*WHAT THIS TASK INVOLVES*: Working from the line that contains "Objective — one point per instance of the paved" down to the last line below, repeat each line exactly.

*SOURCE DATA*:
----------

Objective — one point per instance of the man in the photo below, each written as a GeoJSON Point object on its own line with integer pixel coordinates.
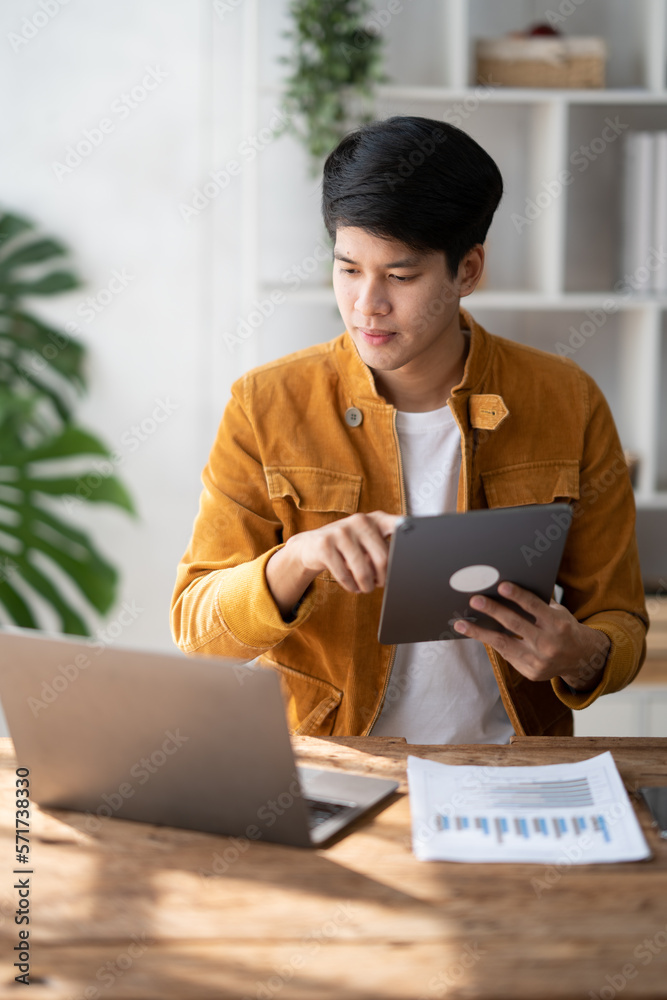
{"type": "Point", "coordinates": [414, 408]}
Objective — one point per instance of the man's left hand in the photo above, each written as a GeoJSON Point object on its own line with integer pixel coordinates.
{"type": "Point", "coordinates": [555, 645]}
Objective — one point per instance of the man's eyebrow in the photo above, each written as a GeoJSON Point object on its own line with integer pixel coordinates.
{"type": "Point", "coordinates": [405, 262]}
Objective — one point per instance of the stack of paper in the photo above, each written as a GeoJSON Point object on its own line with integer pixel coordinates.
{"type": "Point", "coordinates": [573, 813]}
{"type": "Point", "coordinates": [645, 212]}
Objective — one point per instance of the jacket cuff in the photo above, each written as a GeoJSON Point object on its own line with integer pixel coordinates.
{"type": "Point", "coordinates": [248, 608]}
{"type": "Point", "coordinates": [620, 668]}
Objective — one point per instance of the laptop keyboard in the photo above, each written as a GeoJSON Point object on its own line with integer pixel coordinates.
{"type": "Point", "coordinates": [319, 811]}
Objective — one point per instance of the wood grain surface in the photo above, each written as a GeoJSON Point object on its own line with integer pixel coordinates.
{"type": "Point", "coordinates": [140, 911]}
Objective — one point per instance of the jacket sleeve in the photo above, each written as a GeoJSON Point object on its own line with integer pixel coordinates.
{"type": "Point", "coordinates": [222, 604]}
{"type": "Point", "coordinates": [600, 572]}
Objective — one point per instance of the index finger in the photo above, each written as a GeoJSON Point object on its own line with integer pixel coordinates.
{"type": "Point", "coordinates": [386, 522]}
{"type": "Point", "coordinates": [524, 598]}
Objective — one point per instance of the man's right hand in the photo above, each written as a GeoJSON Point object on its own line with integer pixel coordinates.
{"type": "Point", "coordinates": [353, 550]}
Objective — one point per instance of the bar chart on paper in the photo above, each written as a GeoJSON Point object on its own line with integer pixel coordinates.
{"type": "Point", "coordinates": [579, 813]}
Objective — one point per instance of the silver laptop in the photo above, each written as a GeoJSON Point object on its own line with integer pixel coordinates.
{"type": "Point", "coordinates": [437, 563]}
{"type": "Point", "coordinates": [186, 741]}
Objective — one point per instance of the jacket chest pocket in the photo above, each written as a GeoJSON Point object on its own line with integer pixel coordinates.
{"type": "Point", "coordinates": [532, 482]}
{"type": "Point", "coordinates": [305, 498]}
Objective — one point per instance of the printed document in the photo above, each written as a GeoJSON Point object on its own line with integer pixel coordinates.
{"type": "Point", "coordinates": [574, 813]}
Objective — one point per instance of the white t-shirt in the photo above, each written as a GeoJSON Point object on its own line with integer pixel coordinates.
{"type": "Point", "coordinates": [442, 691]}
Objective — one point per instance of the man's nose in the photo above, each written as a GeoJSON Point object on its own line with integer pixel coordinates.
{"type": "Point", "coordinates": [371, 299]}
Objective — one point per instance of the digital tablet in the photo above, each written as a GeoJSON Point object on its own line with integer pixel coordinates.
{"type": "Point", "coordinates": [436, 564]}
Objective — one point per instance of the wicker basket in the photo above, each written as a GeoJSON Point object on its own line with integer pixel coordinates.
{"type": "Point", "coordinates": [541, 62]}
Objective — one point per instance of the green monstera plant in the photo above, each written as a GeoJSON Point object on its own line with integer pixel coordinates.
{"type": "Point", "coordinates": [44, 455]}
{"type": "Point", "coordinates": [335, 61]}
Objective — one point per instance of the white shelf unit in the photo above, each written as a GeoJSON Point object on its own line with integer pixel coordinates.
{"type": "Point", "coordinates": [545, 278]}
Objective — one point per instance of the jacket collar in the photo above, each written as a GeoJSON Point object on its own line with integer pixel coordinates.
{"type": "Point", "coordinates": [358, 377]}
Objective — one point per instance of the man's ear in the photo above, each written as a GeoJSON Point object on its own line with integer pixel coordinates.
{"type": "Point", "coordinates": [470, 270]}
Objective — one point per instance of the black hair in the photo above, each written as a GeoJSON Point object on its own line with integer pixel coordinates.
{"type": "Point", "coordinates": [422, 182]}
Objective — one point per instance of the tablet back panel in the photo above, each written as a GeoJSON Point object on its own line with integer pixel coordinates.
{"type": "Point", "coordinates": [521, 544]}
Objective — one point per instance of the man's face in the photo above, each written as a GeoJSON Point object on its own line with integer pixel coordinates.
{"type": "Point", "coordinates": [399, 307]}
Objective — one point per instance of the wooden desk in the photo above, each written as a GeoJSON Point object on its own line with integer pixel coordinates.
{"type": "Point", "coordinates": [128, 913]}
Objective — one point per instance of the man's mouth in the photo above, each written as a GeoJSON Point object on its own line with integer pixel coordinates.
{"type": "Point", "coordinates": [375, 336]}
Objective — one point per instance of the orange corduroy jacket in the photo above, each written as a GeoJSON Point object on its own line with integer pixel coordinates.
{"type": "Point", "coordinates": [535, 428]}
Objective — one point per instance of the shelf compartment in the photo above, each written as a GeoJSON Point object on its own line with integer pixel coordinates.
{"type": "Point", "coordinates": [594, 207]}
{"type": "Point", "coordinates": [628, 28]}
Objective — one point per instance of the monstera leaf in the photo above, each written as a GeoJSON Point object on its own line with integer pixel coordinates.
{"type": "Point", "coordinates": [44, 457]}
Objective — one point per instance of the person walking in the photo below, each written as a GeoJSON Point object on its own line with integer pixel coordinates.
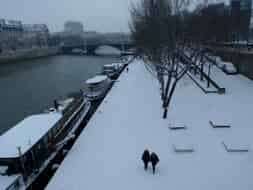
{"type": "Point", "coordinates": [145, 158]}
{"type": "Point", "coordinates": [154, 160]}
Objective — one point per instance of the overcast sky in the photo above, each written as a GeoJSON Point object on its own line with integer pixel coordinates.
{"type": "Point", "coordinates": [100, 15]}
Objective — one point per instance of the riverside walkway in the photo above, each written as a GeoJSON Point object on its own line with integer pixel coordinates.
{"type": "Point", "coordinates": [107, 155]}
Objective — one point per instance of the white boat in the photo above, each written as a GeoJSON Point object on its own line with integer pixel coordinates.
{"type": "Point", "coordinates": [96, 87]}
{"type": "Point", "coordinates": [28, 148]}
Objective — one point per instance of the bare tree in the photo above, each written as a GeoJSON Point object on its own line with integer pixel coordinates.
{"type": "Point", "coordinates": [158, 31]}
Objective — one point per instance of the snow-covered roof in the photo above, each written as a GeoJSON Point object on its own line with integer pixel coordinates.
{"type": "Point", "coordinates": [26, 133]}
{"type": "Point", "coordinates": [6, 181]}
{"type": "Point", "coordinates": [96, 79]}
{"type": "Point", "coordinates": [107, 155]}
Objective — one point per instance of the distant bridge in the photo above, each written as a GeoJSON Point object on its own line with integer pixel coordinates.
{"type": "Point", "coordinates": [90, 48]}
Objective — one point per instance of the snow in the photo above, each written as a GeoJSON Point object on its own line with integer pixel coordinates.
{"type": "Point", "coordinates": [5, 181]}
{"type": "Point", "coordinates": [96, 79]}
{"type": "Point", "coordinates": [26, 133]}
{"type": "Point", "coordinates": [107, 155]}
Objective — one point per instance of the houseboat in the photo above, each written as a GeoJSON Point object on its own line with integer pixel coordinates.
{"type": "Point", "coordinates": [30, 146]}
{"type": "Point", "coordinates": [95, 88]}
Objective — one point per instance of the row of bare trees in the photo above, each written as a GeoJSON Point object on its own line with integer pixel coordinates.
{"type": "Point", "coordinates": [162, 29]}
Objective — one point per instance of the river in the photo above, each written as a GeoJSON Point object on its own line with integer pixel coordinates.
{"type": "Point", "coordinates": [29, 87]}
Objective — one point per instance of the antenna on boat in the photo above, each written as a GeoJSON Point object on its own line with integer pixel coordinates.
{"type": "Point", "coordinates": [22, 162]}
{"type": "Point", "coordinates": [19, 151]}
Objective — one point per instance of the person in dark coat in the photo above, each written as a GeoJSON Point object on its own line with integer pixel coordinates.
{"type": "Point", "coordinates": [154, 160]}
{"type": "Point", "coordinates": [145, 158]}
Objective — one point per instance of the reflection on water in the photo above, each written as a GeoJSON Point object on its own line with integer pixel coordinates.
{"type": "Point", "coordinates": [29, 87]}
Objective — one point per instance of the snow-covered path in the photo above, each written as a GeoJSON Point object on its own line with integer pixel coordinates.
{"type": "Point", "coordinates": [107, 154]}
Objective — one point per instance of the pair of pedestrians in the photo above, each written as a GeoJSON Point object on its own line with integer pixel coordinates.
{"type": "Point", "coordinates": [147, 157]}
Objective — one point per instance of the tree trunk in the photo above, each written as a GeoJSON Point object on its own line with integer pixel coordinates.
{"type": "Point", "coordinates": [169, 99]}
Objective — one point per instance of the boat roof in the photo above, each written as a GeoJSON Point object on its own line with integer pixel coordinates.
{"type": "Point", "coordinates": [26, 133]}
{"type": "Point", "coordinates": [6, 181]}
{"type": "Point", "coordinates": [96, 79]}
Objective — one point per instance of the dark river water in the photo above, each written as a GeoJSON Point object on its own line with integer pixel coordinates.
{"type": "Point", "coordinates": [29, 87]}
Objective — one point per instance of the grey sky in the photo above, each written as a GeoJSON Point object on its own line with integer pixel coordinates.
{"type": "Point", "coordinates": [100, 15]}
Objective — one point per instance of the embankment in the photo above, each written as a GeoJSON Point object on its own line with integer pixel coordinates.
{"type": "Point", "coordinates": [33, 53]}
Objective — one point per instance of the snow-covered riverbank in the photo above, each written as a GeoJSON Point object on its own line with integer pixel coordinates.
{"type": "Point", "coordinates": [107, 154]}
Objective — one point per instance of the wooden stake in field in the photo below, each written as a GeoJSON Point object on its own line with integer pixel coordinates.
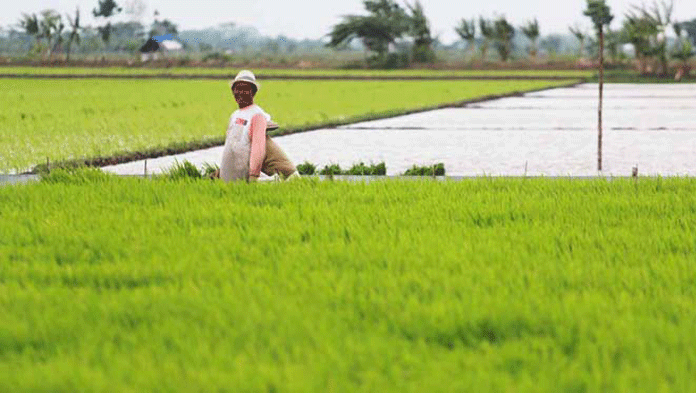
{"type": "Point", "coordinates": [601, 15]}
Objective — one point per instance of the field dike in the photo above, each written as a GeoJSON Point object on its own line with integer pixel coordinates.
{"type": "Point", "coordinates": [183, 147]}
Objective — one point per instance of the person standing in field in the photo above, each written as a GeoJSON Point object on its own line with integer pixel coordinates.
{"type": "Point", "coordinates": [248, 150]}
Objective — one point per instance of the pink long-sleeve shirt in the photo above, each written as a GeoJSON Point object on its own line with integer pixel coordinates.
{"type": "Point", "coordinates": [257, 133]}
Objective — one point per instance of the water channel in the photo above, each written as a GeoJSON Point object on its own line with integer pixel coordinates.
{"type": "Point", "coordinates": [550, 133]}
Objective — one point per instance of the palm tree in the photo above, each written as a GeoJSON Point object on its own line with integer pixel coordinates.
{"type": "Point", "coordinates": [639, 31]}
{"type": "Point", "coordinates": [386, 23]}
{"type": "Point", "coordinates": [504, 32]}
{"type": "Point", "coordinates": [467, 31]}
{"type": "Point", "coordinates": [488, 33]}
{"type": "Point", "coordinates": [682, 51]}
{"type": "Point", "coordinates": [658, 19]}
{"type": "Point", "coordinates": [601, 16]}
{"type": "Point", "coordinates": [30, 24]}
{"type": "Point", "coordinates": [531, 31]}
{"type": "Point", "coordinates": [420, 31]}
{"type": "Point", "coordinates": [580, 35]}
{"type": "Point", "coordinates": [50, 26]}
{"type": "Point", "coordinates": [74, 33]}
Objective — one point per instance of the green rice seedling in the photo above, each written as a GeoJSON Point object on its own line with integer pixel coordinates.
{"type": "Point", "coordinates": [482, 285]}
{"type": "Point", "coordinates": [331, 170]}
{"type": "Point", "coordinates": [183, 170]}
{"type": "Point", "coordinates": [209, 169]}
{"type": "Point", "coordinates": [431, 170]}
{"type": "Point", "coordinates": [95, 120]}
{"type": "Point", "coordinates": [306, 168]}
{"type": "Point", "coordinates": [261, 72]}
{"type": "Point", "coordinates": [358, 169]}
{"type": "Point", "coordinates": [76, 175]}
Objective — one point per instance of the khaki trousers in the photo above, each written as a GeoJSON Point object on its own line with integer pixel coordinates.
{"type": "Point", "coordinates": [276, 161]}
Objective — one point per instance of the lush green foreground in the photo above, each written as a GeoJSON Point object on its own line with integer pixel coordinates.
{"type": "Point", "coordinates": [231, 72]}
{"type": "Point", "coordinates": [482, 285]}
{"type": "Point", "coordinates": [73, 119]}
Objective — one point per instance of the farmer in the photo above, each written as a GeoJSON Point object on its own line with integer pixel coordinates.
{"type": "Point", "coordinates": [248, 150]}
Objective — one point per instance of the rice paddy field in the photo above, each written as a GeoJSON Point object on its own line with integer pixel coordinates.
{"type": "Point", "coordinates": [131, 284]}
{"type": "Point", "coordinates": [75, 119]}
{"type": "Point", "coordinates": [229, 72]}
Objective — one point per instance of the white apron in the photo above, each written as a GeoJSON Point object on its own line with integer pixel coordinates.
{"type": "Point", "coordinates": [237, 150]}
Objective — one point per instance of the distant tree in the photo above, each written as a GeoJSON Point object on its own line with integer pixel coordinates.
{"type": "Point", "coordinates": [488, 34]}
{"type": "Point", "coordinates": [50, 28]}
{"type": "Point", "coordinates": [601, 16]}
{"type": "Point", "coordinates": [612, 41]}
{"type": "Point", "coordinates": [552, 43]}
{"type": "Point", "coordinates": [504, 32]}
{"type": "Point", "coordinates": [420, 31]}
{"type": "Point", "coordinates": [30, 25]}
{"type": "Point", "coordinates": [467, 31]}
{"type": "Point", "coordinates": [106, 9]}
{"type": "Point", "coordinates": [163, 27]}
{"type": "Point", "coordinates": [682, 50]}
{"type": "Point", "coordinates": [531, 31]}
{"type": "Point", "coordinates": [580, 35]}
{"type": "Point", "coordinates": [386, 22]}
{"type": "Point", "coordinates": [689, 28]}
{"type": "Point", "coordinates": [640, 32]}
{"type": "Point", "coordinates": [74, 32]}
{"type": "Point", "coordinates": [658, 17]}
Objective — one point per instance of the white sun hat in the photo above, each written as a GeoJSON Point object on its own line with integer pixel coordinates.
{"type": "Point", "coordinates": [245, 76]}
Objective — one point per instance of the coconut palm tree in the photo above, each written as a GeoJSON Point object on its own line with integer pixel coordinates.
{"type": "Point", "coordinates": [531, 31]}
{"type": "Point", "coordinates": [658, 17]}
{"type": "Point", "coordinates": [50, 27]}
{"type": "Point", "coordinates": [601, 16]}
{"type": "Point", "coordinates": [74, 32]}
{"type": "Point", "coordinates": [420, 31]}
{"type": "Point", "coordinates": [386, 22]}
{"type": "Point", "coordinates": [30, 24]}
{"type": "Point", "coordinates": [504, 32]}
{"type": "Point", "coordinates": [488, 34]}
{"type": "Point", "coordinates": [467, 31]}
{"type": "Point", "coordinates": [580, 35]}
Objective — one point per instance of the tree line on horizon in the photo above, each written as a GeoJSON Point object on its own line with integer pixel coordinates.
{"type": "Point", "coordinates": [393, 36]}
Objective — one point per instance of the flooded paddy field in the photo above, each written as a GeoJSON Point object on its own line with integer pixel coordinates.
{"type": "Point", "coordinates": [550, 133]}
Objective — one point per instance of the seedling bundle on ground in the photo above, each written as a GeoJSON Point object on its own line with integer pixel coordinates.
{"type": "Point", "coordinates": [97, 120]}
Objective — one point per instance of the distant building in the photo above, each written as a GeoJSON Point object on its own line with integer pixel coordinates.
{"type": "Point", "coordinates": [159, 44]}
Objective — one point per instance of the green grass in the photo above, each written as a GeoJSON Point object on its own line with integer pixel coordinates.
{"type": "Point", "coordinates": [625, 76]}
{"type": "Point", "coordinates": [78, 119]}
{"type": "Point", "coordinates": [288, 72]}
{"type": "Point", "coordinates": [122, 284]}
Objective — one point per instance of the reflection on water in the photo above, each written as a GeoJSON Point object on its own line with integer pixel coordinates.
{"type": "Point", "coordinates": [549, 133]}
{"type": "Point", "coordinates": [552, 133]}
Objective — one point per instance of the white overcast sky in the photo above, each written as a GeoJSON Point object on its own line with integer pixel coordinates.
{"type": "Point", "coordinates": [305, 19]}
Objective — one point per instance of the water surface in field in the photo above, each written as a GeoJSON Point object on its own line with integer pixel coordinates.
{"type": "Point", "coordinates": [550, 133]}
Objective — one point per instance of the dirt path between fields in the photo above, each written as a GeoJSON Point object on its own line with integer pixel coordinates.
{"type": "Point", "coordinates": [191, 146]}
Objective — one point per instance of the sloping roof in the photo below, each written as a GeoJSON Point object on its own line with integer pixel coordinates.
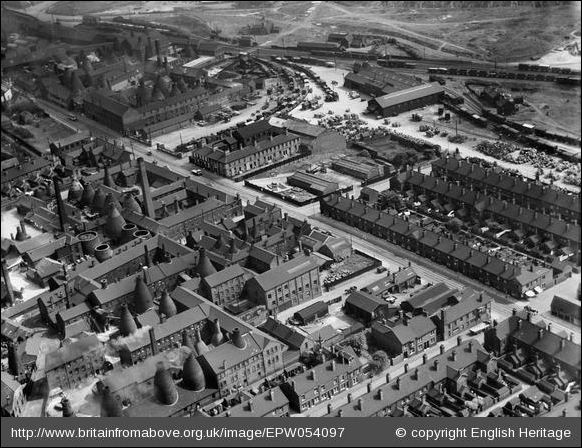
{"type": "Point", "coordinates": [107, 103]}
{"type": "Point", "coordinates": [409, 383]}
{"type": "Point", "coordinates": [402, 96]}
{"type": "Point", "coordinates": [565, 306]}
{"type": "Point", "coordinates": [286, 334]}
{"type": "Point", "coordinates": [548, 343]}
{"type": "Point", "coordinates": [263, 405]}
{"type": "Point", "coordinates": [70, 352]}
{"type": "Point", "coordinates": [432, 298]}
{"type": "Point", "coordinates": [253, 129]}
{"type": "Point", "coordinates": [364, 301]}
{"type": "Point", "coordinates": [469, 301]}
{"type": "Point", "coordinates": [304, 128]}
{"type": "Point", "coordinates": [304, 382]}
{"type": "Point", "coordinates": [225, 275]}
{"type": "Point", "coordinates": [9, 387]}
{"type": "Point", "coordinates": [318, 308]}
{"type": "Point", "coordinates": [415, 327]}
{"type": "Point", "coordinates": [285, 272]}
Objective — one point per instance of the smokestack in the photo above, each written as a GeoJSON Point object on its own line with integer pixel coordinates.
{"type": "Point", "coordinates": [147, 259]}
{"type": "Point", "coordinates": [67, 408]}
{"type": "Point", "coordinates": [145, 188]}
{"type": "Point", "coordinates": [158, 52]}
{"type": "Point", "coordinates": [217, 336]}
{"type": "Point", "coordinates": [60, 205]}
{"type": "Point", "coordinates": [153, 344]}
{"type": "Point", "coordinates": [7, 282]}
{"type": "Point", "coordinates": [164, 387]}
{"type": "Point", "coordinates": [237, 339]}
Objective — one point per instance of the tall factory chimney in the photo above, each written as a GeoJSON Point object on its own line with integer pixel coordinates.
{"type": "Point", "coordinates": [148, 204]}
{"type": "Point", "coordinates": [158, 52]}
{"type": "Point", "coordinates": [7, 282]}
{"type": "Point", "coordinates": [60, 205]}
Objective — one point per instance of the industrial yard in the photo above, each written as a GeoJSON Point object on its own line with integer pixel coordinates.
{"type": "Point", "coordinates": [291, 209]}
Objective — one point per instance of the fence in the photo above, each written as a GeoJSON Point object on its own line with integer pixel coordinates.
{"type": "Point", "coordinates": [294, 201]}
{"type": "Point", "coordinates": [245, 176]}
{"type": "Point", "coordinates": [375, 264]}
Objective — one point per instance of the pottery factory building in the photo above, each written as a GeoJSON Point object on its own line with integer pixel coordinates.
{"type": "Point", "coordinates": [378, 82]}
{"type": "Point", "coordinates": [404, 100]}
{"type": "Point", "coordinates": [489, 269]}
{"type": "Point", "coordinates": [238, 159]}
{"type": "Point", "coordinates": [423, 391]}
{"type": "Point", "coordinates": [469, 202]}
{"type": "Point", "coordinates": [287, 285]}
{"type": "Point", "coordinates": [525, 192]}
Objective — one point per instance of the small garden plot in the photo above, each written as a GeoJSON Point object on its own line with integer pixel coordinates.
{"type": "Point", "coordinates": [346, 268]}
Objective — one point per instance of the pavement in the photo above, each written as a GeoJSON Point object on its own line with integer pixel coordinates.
{"type": "Point", "coordinates": [380, 379]}
{"type": "Point", "coordinates": [390, 255]}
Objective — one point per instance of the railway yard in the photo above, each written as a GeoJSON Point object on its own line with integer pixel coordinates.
{"type": "Point", "coordinates": [205, 205]}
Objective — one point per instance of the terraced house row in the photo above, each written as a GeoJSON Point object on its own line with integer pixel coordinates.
{"type": "Point", "coordinates": [505, 277]}
{"type": "Point", "coordinates": [475, 203]}
{"type": "Point", "coordinates": [526, 193]}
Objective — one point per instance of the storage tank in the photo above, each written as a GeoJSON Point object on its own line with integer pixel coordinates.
{"type": "Point", "coordinates": [142, 234]}
{"type": "Point", "coordinates": [127, 232]}
{"type": "Point", "coordinates": [89, 241]}
{"type": "Point", "coordinates": [103, 252]}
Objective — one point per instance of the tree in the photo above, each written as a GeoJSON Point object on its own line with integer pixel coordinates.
{"type": "Point", "coordinates": [380, 361]}
{"type": "Point", "coordinates": [453, 225]}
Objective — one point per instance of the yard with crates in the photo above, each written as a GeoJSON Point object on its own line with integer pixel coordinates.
{"type": "Point", "coordinates": [347, 268]}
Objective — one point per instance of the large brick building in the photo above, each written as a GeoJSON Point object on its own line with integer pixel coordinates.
{"type": "Point", "coordinates": [488, 269]}
{"type": "Point", "coordinates": [287, 285]}
{"type": "Point", "coordinates": [404, 100]}
{"type": "Point", "coordinates": [526, 192]}
{"type": "Point", "coordinates": [487, 206]}
{"type": "Point", "coordinates": [231, 162]}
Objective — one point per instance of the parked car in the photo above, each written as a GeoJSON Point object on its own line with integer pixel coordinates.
{"type": "Point", "coordinates": [530, 309]}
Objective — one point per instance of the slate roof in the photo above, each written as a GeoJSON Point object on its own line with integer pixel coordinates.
{"type": "Point", "coordinates": [285, 272]}
{"type": "Point", "coordinates": [365, 301]}
{"type": "Point", "coordinates": [403, 96]}
{"type": "Point", "coordinates": [228, 273]}
{"type": "Point", "coordinates": [70, 352]}
{"type": "Point", "coordinates": [415, 328]}
{"type": "Point", "coordinates": [262, 405]}
{"type": "Point", "coordinates": [409, 383]}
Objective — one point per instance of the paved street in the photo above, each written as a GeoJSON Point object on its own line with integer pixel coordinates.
{"type": "Point", "coordinates": [391, 255]}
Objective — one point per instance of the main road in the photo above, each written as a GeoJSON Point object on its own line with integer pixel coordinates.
{"type": "Point", "coordinates": [391, 255]}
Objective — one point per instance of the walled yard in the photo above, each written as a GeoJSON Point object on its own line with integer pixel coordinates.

----------

*EXERCISE OUTPUT*:
Objective — one point per instance of the paved street in the photo above, each written as a GeoJSON Point object on its own line with integer pixel coordinates.
{"type": "Point", "coordinates": [391, 255]}
Objective — one point per instance of the main road in the photo above, each written as a GeoJSON Point object on its own line with integer pixel coordinates.
{"type": "Point", "coordinates": [391, 255]}
Objective — one point per instance of the walled yard in the photo above, each written as a GeoJSON Point object on its own line with integer pixel coordinates.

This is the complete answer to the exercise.